» Written problem
Report each line of the material below that contains the word "wheel", copying the lines in full.

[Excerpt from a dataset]
★ ★ ★ ★ ★ ★ ★
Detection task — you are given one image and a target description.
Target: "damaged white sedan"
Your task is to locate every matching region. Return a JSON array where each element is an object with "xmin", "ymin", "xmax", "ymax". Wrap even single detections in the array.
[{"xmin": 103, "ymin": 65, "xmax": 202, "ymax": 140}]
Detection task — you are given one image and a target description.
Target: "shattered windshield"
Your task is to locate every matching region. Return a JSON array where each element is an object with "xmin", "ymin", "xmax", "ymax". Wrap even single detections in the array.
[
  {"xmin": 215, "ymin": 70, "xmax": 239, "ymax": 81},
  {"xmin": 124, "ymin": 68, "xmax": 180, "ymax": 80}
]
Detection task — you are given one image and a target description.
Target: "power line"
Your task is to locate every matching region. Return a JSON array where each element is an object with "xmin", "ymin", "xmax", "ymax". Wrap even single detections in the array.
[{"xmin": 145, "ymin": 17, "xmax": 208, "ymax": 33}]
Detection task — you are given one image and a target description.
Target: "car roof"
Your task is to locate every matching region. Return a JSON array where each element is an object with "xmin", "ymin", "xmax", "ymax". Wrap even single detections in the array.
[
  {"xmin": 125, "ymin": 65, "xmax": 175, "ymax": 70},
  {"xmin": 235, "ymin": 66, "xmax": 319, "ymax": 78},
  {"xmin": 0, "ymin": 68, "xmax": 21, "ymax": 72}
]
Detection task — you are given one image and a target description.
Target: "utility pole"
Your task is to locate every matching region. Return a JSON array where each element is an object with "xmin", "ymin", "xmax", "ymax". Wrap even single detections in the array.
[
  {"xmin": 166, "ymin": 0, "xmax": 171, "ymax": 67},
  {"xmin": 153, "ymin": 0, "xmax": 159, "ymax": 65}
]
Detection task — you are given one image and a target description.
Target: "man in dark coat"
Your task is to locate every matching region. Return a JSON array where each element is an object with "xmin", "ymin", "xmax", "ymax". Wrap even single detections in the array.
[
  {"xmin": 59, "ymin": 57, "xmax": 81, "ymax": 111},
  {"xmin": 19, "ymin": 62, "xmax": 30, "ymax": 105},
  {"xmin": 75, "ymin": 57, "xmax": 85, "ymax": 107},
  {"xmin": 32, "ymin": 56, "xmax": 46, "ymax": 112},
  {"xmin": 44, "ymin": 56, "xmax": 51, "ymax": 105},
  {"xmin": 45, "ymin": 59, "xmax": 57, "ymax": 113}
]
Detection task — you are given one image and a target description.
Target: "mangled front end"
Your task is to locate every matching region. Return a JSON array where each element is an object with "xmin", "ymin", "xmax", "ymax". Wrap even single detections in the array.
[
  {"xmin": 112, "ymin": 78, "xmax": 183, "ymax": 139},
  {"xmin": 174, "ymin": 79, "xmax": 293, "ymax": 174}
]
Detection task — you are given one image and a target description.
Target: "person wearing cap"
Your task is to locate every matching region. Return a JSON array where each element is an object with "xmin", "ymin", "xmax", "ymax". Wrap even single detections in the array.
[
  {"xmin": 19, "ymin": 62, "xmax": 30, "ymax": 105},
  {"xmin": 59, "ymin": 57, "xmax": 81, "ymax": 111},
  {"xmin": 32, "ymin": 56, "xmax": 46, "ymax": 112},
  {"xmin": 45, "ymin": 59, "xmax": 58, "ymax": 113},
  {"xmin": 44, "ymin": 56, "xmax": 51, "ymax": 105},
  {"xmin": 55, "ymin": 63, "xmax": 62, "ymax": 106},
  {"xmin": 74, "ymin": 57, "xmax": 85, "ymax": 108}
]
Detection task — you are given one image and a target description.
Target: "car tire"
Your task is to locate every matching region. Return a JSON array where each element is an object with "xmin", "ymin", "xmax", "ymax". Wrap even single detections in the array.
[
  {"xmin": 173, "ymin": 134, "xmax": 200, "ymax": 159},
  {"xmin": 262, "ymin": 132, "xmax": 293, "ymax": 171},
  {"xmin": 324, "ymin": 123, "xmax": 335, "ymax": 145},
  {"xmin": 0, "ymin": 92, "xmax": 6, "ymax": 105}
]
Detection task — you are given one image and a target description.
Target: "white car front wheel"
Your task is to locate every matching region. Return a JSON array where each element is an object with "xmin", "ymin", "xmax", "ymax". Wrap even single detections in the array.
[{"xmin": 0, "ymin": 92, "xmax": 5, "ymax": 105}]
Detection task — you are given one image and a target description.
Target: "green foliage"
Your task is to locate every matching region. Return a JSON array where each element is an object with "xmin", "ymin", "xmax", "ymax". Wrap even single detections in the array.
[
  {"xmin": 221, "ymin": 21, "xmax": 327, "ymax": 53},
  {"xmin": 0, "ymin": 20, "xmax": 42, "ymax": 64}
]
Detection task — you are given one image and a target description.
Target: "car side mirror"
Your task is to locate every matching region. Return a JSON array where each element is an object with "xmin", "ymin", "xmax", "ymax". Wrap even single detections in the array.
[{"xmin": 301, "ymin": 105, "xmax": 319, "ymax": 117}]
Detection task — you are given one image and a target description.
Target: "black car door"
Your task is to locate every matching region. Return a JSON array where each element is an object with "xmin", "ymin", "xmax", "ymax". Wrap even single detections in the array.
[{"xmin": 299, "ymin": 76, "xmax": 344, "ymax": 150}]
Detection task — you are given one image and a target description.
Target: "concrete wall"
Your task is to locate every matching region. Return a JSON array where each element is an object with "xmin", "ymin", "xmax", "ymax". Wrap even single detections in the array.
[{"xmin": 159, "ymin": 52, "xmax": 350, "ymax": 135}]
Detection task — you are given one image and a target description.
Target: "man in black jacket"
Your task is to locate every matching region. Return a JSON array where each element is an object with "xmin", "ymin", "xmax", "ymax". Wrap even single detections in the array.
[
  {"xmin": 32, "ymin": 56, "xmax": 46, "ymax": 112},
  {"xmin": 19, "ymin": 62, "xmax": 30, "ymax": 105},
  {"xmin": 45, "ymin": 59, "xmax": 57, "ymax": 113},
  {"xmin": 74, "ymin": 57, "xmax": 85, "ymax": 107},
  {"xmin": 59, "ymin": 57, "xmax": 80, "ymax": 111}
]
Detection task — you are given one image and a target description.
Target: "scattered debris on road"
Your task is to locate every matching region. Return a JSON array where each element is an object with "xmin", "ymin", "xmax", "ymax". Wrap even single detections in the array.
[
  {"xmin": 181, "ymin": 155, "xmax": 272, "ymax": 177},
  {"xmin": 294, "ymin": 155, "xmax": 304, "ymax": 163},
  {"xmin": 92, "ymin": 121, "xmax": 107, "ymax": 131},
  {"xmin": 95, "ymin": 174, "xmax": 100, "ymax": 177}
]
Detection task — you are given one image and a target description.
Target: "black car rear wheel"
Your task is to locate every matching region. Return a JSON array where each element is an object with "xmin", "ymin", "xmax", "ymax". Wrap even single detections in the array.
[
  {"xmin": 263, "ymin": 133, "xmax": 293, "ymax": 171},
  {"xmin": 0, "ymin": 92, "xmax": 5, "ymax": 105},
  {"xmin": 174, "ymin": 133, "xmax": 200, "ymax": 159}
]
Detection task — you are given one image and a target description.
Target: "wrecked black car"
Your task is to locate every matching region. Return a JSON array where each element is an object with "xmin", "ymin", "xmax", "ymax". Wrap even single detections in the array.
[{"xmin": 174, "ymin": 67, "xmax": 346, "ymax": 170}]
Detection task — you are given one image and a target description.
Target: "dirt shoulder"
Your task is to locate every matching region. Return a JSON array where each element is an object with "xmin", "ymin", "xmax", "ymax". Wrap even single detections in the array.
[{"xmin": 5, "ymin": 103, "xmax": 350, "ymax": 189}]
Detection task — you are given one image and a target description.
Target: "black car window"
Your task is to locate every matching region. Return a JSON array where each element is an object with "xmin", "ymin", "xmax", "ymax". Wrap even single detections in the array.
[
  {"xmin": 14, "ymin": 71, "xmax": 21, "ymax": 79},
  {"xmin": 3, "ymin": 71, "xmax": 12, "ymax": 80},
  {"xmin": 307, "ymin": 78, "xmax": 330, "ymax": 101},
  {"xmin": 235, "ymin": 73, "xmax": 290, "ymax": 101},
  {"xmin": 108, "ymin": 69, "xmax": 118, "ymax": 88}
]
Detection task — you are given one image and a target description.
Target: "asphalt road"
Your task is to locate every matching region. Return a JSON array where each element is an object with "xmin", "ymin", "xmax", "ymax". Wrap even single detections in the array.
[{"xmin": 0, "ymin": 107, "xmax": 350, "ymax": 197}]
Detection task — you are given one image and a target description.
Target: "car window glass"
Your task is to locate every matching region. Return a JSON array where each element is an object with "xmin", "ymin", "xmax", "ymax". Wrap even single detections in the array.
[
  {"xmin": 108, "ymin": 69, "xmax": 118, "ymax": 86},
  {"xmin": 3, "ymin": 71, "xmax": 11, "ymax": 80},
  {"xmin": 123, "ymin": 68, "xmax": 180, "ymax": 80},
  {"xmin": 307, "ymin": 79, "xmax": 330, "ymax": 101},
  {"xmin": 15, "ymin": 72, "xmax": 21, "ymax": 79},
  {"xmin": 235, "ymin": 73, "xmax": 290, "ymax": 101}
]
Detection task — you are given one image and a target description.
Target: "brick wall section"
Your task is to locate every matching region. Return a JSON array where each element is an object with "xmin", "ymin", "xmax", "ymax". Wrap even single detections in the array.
★ ★ ★ ★ ★ ★ ★
» Result of the task
Target: "white car front wheel"
Target: "black car rear wheel"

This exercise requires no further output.